• Available data:
:::

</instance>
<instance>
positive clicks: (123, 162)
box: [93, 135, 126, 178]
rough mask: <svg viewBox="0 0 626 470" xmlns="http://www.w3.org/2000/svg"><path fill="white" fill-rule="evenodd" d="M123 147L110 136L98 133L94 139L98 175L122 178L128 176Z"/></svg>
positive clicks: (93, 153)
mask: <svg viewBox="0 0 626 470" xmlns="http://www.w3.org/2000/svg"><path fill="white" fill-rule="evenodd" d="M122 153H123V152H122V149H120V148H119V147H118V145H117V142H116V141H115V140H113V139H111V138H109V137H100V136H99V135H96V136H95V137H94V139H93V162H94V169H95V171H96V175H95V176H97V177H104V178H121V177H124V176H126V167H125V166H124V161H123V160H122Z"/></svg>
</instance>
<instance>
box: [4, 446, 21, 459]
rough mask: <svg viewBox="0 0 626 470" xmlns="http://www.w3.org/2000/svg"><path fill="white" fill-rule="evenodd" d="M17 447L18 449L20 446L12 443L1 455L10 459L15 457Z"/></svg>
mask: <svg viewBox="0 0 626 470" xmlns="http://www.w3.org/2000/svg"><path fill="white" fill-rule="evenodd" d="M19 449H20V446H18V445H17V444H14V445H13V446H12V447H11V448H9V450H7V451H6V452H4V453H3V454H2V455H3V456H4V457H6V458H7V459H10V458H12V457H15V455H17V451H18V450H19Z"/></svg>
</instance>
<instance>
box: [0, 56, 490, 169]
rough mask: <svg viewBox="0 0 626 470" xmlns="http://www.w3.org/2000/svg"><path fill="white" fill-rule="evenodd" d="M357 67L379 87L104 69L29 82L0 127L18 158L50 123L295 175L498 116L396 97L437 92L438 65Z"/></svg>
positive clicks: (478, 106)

:::

• Work instructions: No line may be left out; the records are to be transcribed in full.

• Solution:
</instance>
<instance>
positive clicks: (123, 162)
box: [93, 135, 126, 178]
rough mask: <svg viewBox="0 0 626 470" xmlns="http://www.w3.org/2000/svg"><path fill="white" fill-rule="evenodd" d="M123 147L110 136L98 133L94 139L98 175L122 178L128 176Z"/></svg>
positive clicks: (93, 153)
mask: <svg viewBox="0 0 626 470" xmlns="http://www.w3.org/2000/svg"><path fill="white" fill-rule="evenodd" d="M122 153H123V152H122V149H120V148H119V147H118V145H117V142H116V141H115V140H113V139H111V138H109V137H100V136H99V135H96V136H95V137H94V139H93V162H94V169H95V171H96V175H95V176H97V177H104V178H121V177H124V176H126V167H125V166H124V161H123V160H122Z"/></svg>
</instance>
<instance>
box: [4, 446, 21, 459]
rough mask: <svg viewBox="0 0 626 470" xmlns="http://www.w3.org/2000/svg"><path fill="white" fill-rule="evenodd" d="M17 447L18 449L20 446L12 443L1 455L10 459L15 457Z"/></svg>
mask: <svg viewBox="0 0 626 470" xmlns="http://www.w3.org/2000/svg"><path fill="white" fill-rule="evenodd" d="M19 449H20V446H18V445H17V444H14V445H13V446H12V447H11V448H9V450H7V451H6V452H4V453H3V454H2V455H3V456H4V457H6V458H7V459H10V458H12V457H15V455H17V451H18V450H19Z"/></svg>
</instance>
<instance>
box: [0, 56, 490, 169]
rough mask: <svg viewBox="0 0 626 470" xmlns="http://www.w3.org/2000/svg"><path fill="white" fill-rule="evenodd" d="M357 67L379 87L104 69L29 82L0 127L18 158L50 123L295 175L498 116L396 97L437 92L438 65Z"/></svg>
positive clicks: (478, 106)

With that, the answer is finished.